### RECORDS PROVIDED
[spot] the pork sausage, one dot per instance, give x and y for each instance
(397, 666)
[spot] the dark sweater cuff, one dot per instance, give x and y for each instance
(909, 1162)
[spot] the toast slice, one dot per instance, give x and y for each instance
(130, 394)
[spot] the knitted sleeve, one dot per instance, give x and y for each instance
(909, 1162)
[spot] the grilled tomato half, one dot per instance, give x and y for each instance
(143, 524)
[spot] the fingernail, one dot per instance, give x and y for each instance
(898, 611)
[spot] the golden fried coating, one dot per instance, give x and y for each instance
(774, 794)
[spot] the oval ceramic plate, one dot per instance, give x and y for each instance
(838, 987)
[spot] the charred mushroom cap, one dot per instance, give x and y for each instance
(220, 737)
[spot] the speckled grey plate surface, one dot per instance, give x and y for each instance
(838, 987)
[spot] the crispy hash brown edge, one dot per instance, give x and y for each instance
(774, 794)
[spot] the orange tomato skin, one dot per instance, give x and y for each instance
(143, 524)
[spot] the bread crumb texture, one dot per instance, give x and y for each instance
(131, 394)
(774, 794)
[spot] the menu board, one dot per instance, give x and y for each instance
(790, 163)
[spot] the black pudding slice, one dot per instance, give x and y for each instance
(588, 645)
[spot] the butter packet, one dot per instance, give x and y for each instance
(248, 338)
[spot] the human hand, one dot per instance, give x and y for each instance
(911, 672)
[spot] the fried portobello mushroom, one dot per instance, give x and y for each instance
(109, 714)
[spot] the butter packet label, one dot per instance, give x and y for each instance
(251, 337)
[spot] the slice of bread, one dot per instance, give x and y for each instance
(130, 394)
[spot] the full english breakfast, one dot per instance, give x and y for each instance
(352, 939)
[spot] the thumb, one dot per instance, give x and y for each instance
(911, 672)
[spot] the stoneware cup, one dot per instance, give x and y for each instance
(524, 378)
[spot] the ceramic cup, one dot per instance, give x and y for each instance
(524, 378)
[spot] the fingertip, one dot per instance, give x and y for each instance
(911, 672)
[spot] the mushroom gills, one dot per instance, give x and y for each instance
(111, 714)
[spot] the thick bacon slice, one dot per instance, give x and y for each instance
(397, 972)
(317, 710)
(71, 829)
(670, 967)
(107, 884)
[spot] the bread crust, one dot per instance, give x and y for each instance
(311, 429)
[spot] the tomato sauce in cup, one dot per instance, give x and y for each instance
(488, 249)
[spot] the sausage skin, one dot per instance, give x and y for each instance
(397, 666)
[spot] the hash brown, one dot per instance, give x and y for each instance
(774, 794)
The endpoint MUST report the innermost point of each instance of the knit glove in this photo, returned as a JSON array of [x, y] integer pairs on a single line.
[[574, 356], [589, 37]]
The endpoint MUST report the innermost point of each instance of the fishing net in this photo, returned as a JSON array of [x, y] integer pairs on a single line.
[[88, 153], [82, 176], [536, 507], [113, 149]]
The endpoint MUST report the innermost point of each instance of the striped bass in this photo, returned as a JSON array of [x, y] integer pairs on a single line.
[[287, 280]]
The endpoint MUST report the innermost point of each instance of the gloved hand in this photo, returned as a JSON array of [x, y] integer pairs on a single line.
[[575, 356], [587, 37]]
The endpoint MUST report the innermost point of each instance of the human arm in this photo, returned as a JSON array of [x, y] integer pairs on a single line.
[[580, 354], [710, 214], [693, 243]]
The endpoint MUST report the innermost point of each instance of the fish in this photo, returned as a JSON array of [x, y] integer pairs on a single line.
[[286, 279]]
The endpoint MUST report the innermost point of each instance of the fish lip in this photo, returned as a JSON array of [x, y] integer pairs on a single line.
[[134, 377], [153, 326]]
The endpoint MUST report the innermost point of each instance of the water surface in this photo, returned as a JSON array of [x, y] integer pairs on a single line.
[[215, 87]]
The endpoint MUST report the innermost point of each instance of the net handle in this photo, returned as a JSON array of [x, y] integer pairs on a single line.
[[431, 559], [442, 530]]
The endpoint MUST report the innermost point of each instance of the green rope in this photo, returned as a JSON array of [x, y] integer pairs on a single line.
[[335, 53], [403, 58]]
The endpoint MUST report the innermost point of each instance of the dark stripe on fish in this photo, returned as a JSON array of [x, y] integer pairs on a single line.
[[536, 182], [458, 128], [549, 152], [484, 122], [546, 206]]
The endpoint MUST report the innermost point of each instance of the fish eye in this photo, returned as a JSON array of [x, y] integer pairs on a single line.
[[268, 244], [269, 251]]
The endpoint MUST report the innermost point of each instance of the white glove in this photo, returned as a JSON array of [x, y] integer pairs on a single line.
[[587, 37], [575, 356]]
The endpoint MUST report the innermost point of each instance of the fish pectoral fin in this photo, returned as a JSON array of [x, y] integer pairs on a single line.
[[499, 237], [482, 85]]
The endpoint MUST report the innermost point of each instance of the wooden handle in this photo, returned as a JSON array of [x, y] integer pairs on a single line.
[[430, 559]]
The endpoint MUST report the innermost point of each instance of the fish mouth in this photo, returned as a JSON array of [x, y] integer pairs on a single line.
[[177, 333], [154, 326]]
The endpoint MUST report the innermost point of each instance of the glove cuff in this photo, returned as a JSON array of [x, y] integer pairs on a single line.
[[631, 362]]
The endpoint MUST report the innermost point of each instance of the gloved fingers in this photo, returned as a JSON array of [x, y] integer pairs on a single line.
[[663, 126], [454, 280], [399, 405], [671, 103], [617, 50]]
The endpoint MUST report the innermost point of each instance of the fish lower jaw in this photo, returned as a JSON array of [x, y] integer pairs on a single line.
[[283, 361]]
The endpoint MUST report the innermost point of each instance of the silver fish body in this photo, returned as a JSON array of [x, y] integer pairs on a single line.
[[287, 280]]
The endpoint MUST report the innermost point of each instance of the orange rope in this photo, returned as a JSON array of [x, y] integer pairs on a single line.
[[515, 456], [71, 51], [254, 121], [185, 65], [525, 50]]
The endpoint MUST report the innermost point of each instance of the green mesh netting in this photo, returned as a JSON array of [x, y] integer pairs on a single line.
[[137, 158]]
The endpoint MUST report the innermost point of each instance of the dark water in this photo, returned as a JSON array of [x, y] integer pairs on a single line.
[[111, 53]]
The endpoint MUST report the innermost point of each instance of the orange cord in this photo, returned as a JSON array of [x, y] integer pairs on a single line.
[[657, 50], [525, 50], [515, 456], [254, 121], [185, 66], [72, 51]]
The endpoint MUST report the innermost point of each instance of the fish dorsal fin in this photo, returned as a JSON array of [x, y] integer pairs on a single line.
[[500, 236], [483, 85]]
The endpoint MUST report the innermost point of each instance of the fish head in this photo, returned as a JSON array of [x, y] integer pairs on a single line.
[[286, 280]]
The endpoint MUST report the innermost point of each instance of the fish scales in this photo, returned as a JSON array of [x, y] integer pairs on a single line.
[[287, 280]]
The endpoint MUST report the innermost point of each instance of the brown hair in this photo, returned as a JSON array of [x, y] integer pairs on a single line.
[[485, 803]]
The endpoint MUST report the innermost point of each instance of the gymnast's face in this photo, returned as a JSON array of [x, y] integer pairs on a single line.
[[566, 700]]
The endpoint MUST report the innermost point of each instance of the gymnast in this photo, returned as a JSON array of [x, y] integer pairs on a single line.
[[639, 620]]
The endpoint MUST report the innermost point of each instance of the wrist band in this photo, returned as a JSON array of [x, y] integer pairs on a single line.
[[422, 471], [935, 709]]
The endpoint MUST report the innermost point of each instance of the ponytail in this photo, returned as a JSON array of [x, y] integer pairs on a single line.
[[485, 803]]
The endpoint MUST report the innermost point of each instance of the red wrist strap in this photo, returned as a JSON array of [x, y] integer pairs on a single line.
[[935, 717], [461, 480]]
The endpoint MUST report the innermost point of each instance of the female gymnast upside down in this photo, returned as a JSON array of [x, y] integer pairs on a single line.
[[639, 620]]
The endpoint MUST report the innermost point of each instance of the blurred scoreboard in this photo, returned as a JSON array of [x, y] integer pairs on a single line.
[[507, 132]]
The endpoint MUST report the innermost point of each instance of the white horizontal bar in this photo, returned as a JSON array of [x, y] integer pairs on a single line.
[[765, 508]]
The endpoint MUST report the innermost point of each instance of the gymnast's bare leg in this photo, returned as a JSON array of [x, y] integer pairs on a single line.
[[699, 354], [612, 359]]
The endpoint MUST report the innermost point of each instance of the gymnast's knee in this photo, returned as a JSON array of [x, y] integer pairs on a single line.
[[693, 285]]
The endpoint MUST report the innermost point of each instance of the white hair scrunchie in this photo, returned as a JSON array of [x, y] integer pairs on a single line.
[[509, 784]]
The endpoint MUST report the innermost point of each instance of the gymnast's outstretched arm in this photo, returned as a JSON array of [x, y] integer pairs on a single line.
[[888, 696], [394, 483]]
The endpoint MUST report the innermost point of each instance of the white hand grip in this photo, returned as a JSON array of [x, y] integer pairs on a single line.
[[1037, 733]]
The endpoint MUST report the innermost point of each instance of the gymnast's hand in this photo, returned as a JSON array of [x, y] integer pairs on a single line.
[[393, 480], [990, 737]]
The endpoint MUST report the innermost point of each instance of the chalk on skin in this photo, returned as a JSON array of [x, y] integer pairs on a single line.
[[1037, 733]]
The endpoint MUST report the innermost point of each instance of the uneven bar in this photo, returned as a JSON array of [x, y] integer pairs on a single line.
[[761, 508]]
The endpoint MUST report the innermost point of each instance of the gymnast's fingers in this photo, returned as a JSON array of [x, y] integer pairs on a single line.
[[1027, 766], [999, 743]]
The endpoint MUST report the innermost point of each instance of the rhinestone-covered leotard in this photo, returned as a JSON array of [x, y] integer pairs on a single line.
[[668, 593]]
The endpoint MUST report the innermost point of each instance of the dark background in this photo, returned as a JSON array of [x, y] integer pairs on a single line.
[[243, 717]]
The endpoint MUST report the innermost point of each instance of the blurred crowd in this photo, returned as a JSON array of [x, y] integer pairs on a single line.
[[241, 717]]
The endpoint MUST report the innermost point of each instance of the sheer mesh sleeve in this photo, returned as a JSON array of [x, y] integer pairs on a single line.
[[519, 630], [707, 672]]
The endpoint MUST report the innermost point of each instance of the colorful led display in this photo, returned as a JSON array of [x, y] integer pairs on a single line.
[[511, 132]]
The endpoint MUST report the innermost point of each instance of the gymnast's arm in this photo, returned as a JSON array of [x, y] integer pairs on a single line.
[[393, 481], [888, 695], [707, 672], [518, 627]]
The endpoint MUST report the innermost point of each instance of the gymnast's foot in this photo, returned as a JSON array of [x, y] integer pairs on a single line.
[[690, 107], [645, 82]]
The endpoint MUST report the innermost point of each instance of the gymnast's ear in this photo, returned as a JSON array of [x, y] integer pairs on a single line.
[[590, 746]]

### DIRECTIONS FOR THIS TASK
Starting with the line that contains "[spot] the full" and going on through the line that contains "[[286, 279]]", repeat those lines word for word.

### EXERCISE RESPONSE
[spot] the full english breakfast, one dot per instance, give x and y for each instance
(352, 939)
[spot] the thumb, one dot per instance, give x and y for each instance
(911, 672)
[spot] the stoneware cup, one dot per instance, give x and y for each instance
(524, 378)
[spot] the ceramic cup, one dot per instance, give x and y for each instance
(524, 378)
[spot] the fingertip, one dot per instance, give x and y for each instance
(911, 672)
[spot] the mushroom gills, one dot per instance, give x and y for each instance
(111, 714)
[spot] the thick bacon slice, one dot per instance, give x and y for each instance
(397, 972)
(317, 710)
(71, 829)
(670, 967)
(107, 884)
[spot] the bread crust, one dot per instance, give x and y for each instance
(311, 429)
[spot] the tomato sauce in cup, one dot per instance, give x and y for each instance
(488, 249)
[spot] the sausage skin, one dot per instance, give x and y for each instance
(397, 666)
[spot] the hash brown, one dot per instance, give x and y for each instance
(774, 794)
The endpoint MUST report the innermost point of each instance of the knit glove in this photo, returned as a JSON array of [x, y] integer pairs on a single line.
[[574, 356], [589, 37]]
The endpoint MUST report the innermost point of each instance of the fishing net in this photo, returned as a JSON array of [x, y] integer pairs on a single line.
[[88, 153], [82, 176], [536, 507], [113, 149]]
The endpoint MUST report the innermost point of each instance of the striped bass in this photo, returned as a JSON array of [x, y] integer pairs on a single line.
[[287, 280]]
The endpoint MUST report the innermost point of each instance of the gloved hand in this photo, returned as a JSON array of [x, y] integer pairs on a single line.
[[575, 356], [587, 37]]
The endpoint MUST report the innermost point of each instance of the human arm in this photo, returned as a JSON array of [x, y] integer pairs on a single line.
[[580, 354], [710, 214], [693, 243]]
The endpoint MUST report the innermost point of each instance of the fish in this photo, returned as a JSON array of [x, y] integer pairs on a single line.
[[286, 279]]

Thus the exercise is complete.